-- Information provided --

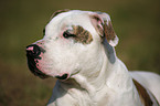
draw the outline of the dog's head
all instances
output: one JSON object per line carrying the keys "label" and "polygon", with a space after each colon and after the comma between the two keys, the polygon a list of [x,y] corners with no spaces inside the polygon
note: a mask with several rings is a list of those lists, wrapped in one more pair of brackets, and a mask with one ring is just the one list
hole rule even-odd
{"label": "dog's head", "polygon": [[110,46],[118,43],[107,13],[57,11],[45,26],[44,38],[26,46],[29,68],[42,78],[60,80],[99,71],[104,41]]}

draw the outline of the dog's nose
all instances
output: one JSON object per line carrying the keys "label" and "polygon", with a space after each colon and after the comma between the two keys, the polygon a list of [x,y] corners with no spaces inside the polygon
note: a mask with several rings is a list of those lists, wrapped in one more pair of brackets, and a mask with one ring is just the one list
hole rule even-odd
{"label": "dog's nose", "polygon": [[55,76],[58,80],[66,80],[68,77],[68,74],[63,74],[62,76]]}
{"label": "dog's nose", "polygon": [[44,53],[45,51],[36,44],[31,44],[26,46],[28,56],[33,56],[34,59],[39,59],[39,55],[41,54],[41,52]]}

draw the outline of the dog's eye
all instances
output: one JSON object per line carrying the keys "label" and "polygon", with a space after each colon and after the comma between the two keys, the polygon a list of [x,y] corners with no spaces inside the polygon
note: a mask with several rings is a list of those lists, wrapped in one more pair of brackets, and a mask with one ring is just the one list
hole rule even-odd
{"label": "dog's eye", "polygon": [[63,36],[64,36],[65,39],[68,39],[68,38],[75,38],[76,35],[75,35],[75,34],[72,34],[72,33],[70,33],[70,32],[67,32],[67,31],[65,31],[65,32],[63,33]]}

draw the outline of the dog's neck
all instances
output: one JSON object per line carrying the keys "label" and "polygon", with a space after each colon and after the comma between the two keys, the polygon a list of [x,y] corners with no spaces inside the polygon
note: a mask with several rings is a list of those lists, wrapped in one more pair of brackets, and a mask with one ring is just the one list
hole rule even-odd
{"label": "dog's neck", "polygon": [[[105,47],[104,47],[105,49]],[[114,51],[114,50],[113,50]],[[113,52],[114,53],[114,52]],[[106,55],[104,51],[104,61],[100,71],[98,71],[97,76],[88,76],[85,74],[77,74],[73,77],[73,80],[68,80],[66,82],[60,82],[60,85],[65,89],[77,89],[81,92],[85,92],[88,97],[94,98],[96,95],[100,93],[100,91],[114,92],[124,92],[124,91],[132,91],[132,81],[128,74],[128,70],[124,65],[124,63],[114,54]],[[115,62],[109,61],[110,56],[115,56]],[[114,59],[114,57],[111,57]],[[121,70],[122,68],[122,70]],[[87,73],[89,73],[88,71]],[[85,72],[86,73],[86,72]],[[107,91],[108,89],[108,91]],[[104,93],[104,92],[103,92]],[[104,94],[103,94],[104,95]],[[109,94],[108,94],[109,95]]]}

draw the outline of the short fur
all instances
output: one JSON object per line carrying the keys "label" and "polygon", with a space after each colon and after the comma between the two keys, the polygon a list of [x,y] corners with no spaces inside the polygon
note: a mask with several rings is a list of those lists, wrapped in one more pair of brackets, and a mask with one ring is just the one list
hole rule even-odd
{"label": "short fur", "polygon": [[[35,75],[61,77],[47,106],[159,106],[160,76],[128,72],[116,56],[117,43],[107,13],[55,12],[38,46],[26,47]],[[35,51],[39,46],[45,52]]]}

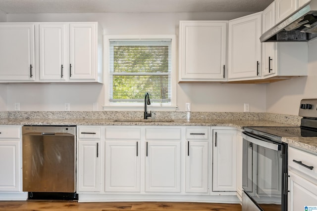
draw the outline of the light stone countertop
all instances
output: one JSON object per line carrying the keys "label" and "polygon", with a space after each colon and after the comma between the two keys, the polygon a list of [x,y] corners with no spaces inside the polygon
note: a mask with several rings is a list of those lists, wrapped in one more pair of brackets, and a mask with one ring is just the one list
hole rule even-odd
{"label": "light stone countertop", "polygon": [[[242,130],[244,127],[296,127],[300,124],[301,119],[298,116],[270,113],[196,112],[187,120],[184,118],[186,113],[170,114],[154,113],[158,119],[151,122],[151,120],[138,119],[143,115],[142,112],[5,112],[0,114],[0,125],[218,126]],[[114,121],[122,116],[130,119],[127,122]],[[170,120],[173,122],[168,122]],[[317,137],[284,137],[282,141],[317,154]]]}
{"label": "light stone countertop", "polygon": [[[142,119],[130,119],[126,122],[116,122],[114,119],[2,119],[0,125],[30,126],[223,126],[232,127],[242,129],[244,127],[294,127],[285,124],[265,120],[200,120],[161,119],[152,122]],[[159,122],[158,122],[159,121]]]}
{"label": "light stone countertop", "polygon": [[289,146],[317,155],[317,137],[284,137],[282,141]]}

-- Aim --
Extract every line in the listing above that contains the string "outline". Matches are case-sensitive.

-- Task solution --
draw the outline of the dog's head
draw the outline of the dog's nose
draw the outline of the dog's eye
draw the outline of the dog's neck
draw the outline of the short fur
draw the outline of the light stone countertop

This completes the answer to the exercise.